== WHAT TO WORK ON ==
1. In the post about Ernst Haeckel, what name did Haeckel give to the human ancestor species he predicted would be found?
2. Go on with the post about Ernst Haeckel, picking up after its last sentence.

== EXTRACT ==
Tonight, things got a little out of hand. On a whim, I joined a turntable room with some high school friends, and I just couldn’t contain myself. There was so much information I wanted to share. And you know what? They were intrigued.
Readers, have you ever heard of Ernst Haeckel? What an incredible man. Sure, he was wrong about a lot of things. And like most nineteenth century Saxons, he was a big beardy racist. But boy was he prescient about some others:
Haeckel was a flamboyant figure. He sometimes took great (and non-scientific) leaps from available evidence. For example, at the time that Darwin first published On the Origin of Species by Means of Natural Selection (1859), no remains of human ancestors had yet been found. Haeckel postulated that evidence of human evolution would be found in the Dutch East Indies (now Indonesia), and described these theoretical remains in great detail. He even named the as-of-yet unfound species, Pithecanthropus alalus, and charged his students to go find it. (Richard and Oskar Hertwig were two of Haeckel’s many important students.)

== DATASET CONTENT ==
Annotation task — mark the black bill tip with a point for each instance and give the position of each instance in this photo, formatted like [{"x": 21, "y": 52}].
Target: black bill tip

== TASK ANSWERS ==
1. Pithecanthropus alalus

2.
One student did find the remains: a young Dutchman named Eugene Dubois went to the East Indies and dug up the remains of Java Man, the first human ancestral remains ever found. These remains originally carried Haeckel’s Pithecanthropus label, though they were later reclassified as Homo erectus.
What a life. Look at these illustrations. They’re breathtaking. I just picked this one at random. They’re all this good:

I could go on, but I’ll stop. Here’s the point:
I’ve decided it is worthwhile to share the things I consume. Even if they’re a hundred years old. Even if it’s the tenth time you’re hearing about such-and-such today. Sometimes I’ll ramble. And I doubt I’ll be consistent. But I will be genuine. I want you to know what interests me and why. I want to maintain a public record of my mind. Because all of this information is beautiful. And the mere act of writing something, anything, is so inherently valuable.
Here’s to trying. I hope you stick around.
Let’s open those floodgates.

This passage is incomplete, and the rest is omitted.